• [WORK TO COMPLETE]
Every line of the material below that holds the string "wristband" should be copied.

►

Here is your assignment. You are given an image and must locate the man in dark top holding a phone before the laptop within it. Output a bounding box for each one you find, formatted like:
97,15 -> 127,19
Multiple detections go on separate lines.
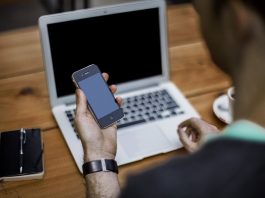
73,0 -> 265,197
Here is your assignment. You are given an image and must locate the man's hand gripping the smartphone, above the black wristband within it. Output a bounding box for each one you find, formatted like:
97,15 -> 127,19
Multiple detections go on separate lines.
75,73 -> 122,162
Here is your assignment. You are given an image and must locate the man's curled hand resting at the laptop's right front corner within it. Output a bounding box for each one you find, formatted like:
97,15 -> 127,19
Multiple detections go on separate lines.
177,118 -> 220,152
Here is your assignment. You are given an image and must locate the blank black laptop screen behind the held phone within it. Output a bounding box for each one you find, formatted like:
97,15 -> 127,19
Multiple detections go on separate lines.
48,8 -> 162,97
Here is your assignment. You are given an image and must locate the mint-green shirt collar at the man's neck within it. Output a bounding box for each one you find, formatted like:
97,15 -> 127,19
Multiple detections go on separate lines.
206,120 -> 265,143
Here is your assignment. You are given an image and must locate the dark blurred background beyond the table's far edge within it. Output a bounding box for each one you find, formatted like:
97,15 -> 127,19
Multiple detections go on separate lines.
0,0 -> 191,32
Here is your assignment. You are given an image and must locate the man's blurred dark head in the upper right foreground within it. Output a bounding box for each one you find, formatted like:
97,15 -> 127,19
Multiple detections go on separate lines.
194,0 -> 265,76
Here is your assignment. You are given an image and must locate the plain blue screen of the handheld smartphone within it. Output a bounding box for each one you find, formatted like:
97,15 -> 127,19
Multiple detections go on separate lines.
78,73 -> 119,119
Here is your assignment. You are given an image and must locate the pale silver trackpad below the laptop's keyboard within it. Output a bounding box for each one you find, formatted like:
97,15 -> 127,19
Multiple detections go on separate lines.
119,126 -> 171,158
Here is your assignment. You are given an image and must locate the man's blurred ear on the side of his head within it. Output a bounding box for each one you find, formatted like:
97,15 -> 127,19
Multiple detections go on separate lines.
229,1 -> 260,42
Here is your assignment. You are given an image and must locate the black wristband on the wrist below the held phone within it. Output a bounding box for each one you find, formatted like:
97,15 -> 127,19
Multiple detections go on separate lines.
83,159 -> 119,176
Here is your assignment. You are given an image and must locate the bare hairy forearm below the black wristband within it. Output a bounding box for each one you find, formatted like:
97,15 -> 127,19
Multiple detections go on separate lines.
86,172 -> 120,198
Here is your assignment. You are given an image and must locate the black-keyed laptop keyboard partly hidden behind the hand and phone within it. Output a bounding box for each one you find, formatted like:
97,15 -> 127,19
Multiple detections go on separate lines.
65,90 -> 184,136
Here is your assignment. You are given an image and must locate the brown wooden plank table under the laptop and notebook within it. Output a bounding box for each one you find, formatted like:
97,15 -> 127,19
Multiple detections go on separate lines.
0,5 -> 231,198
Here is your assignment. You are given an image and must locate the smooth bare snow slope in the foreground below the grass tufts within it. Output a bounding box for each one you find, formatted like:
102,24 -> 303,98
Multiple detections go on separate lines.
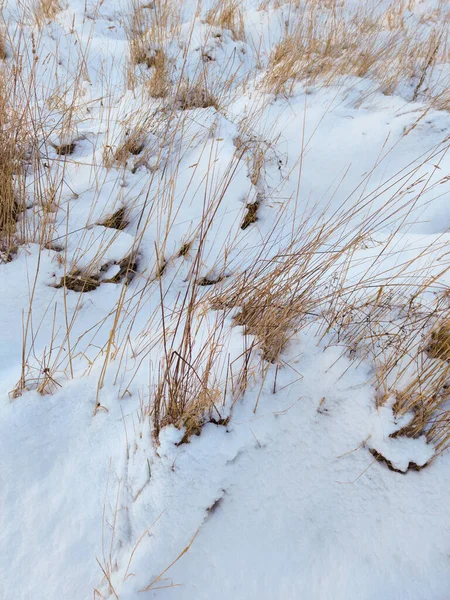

◄

• [PROBLEM SOLUTION]
Here is your assignment. You are given an image and must locate the man's hand gripping the smartphone, above the black wristband within it. Output a bounding box for each one you find, formatted like:
Here is your assignment. You are given an image and must locate the black wristband on the wrist below the held phone within it. Output a bounding box for each one you find, formatted like:
Here is your assignment. You are given an image and must locate the bare hairy forearm below the black wristband within it. Output a bounding box for each one you find, formatted like:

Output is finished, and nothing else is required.